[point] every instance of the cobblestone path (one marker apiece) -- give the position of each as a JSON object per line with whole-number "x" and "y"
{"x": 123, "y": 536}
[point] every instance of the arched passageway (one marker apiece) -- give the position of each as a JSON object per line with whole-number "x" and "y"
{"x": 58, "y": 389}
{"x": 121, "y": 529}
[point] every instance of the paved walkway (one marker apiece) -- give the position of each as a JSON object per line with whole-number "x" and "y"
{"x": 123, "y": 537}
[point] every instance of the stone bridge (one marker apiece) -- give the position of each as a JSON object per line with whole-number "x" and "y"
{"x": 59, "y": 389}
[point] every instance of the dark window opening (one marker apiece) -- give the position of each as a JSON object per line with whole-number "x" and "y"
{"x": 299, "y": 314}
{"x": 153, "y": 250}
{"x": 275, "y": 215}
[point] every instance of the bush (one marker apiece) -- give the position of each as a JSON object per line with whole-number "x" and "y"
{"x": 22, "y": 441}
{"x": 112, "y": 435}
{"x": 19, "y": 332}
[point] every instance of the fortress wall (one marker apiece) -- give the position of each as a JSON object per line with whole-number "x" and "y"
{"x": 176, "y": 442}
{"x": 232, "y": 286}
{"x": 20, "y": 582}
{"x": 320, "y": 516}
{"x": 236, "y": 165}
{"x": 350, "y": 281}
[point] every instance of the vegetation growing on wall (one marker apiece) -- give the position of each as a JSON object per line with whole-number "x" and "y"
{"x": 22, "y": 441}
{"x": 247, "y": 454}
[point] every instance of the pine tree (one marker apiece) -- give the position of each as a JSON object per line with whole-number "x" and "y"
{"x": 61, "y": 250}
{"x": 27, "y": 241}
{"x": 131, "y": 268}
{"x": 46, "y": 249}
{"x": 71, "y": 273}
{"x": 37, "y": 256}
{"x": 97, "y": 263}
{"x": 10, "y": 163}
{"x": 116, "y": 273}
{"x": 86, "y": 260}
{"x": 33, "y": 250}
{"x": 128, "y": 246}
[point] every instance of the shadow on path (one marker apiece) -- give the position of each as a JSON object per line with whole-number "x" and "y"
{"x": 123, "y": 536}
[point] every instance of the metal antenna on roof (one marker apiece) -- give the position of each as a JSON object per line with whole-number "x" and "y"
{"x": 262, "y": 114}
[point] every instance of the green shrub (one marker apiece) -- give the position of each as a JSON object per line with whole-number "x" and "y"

■ **Exercise details**
Every line of the data should be output exactly as it was given.

■ **Reply**
[point] every instance of the cobblestone path (one marker apiece) -- give the position of each as a JSON object per line with whole-number "x" and "y"
{"x": 123, "y": 536}
[point] every instance of the arched passageway (one marker apiece) -- give the position of each as a JSON object per line with whole-number "x" and "y"
{"x": 58, "y": 389}
{"x": 121, "y": 529}
[point] every instance of the paved walkway (one marker apiece) -- give the position of each as a JSON object per line with whole-number "x" and "y"
{"x": 123, "y": 537}
[point] every instance of the stone bridge (one marker apiece) -- give the position of each as a JSON object per line with whole-number "x" and "y"
{"x": 59, "y": 389}
[point] every instance of the dark window opening (one marker apiece) -- give the position of each as a JSON object per line with whole-number "x" and "y"
{"x": 299, "y": 314}
{"x": 153, "y": 250}
{"x": 275, "y": 215}
[point] every instance of the bush (one marker apiece) -- give the position of each as a JSON object per line with whole-number "x" and "y"
{"x": 22, "y": 441}
{"x": 112, "y": 435}
{"x": 19, "y": 332}
[point] every instance of the fortress wall (one marker apiece) -- give the position of each as a JSON object per line with whole-number "x" and "y"
{"x": 176, "y": 442}
{"x": 232, "y": 286}
{"x": 20, "y": 582}
{"x": 320, "y": 516}
{"x": 236, "y": 165}
{"x": 350, "y": 281}
[point] every instance of the vegetation growing on wall (one marker apiece) -- give the position of each as a JSON object per line with whole-number "x" and "y"
{"x": 22, "y": 441}
{"x": 247, "y": 454}
[point] every instance of the pine tree (one marker apiece) -- give the position of each as a JSON object per line with whole-number "x" and "y"
{"x": 61, "y": 250}
{"x": 27, "y": 241}
{"x": 131, "y": 268}
{"x": 46, "y": 249}
{"x": 71, "y": 273}
{"x": 37, "y": 256}
{"x": 97, "y": 263}
{"x": 10, "y": 163}
{"x": 116, "y": 273}
{"x": 86, "y": 260}
{"x": 33, "y": 250}
{"x": 128, "y": 246}
[point] every instance of the shadow on path (one marker apiece) -- give the position of each as a JSON object per line with whole-number "x" and "y"
{"x": 123, "y": 536}
[point] every instance of the metal antenna on roof (one marker apiece) -- give the position of each as a JSON object per line with whole-number "x" and "y"
{"x": 262, "y": 114}
[point] every instance of the green shrub (one marker apiece) -- give the position of each as a JSON object per line with whole-number "x" and "y"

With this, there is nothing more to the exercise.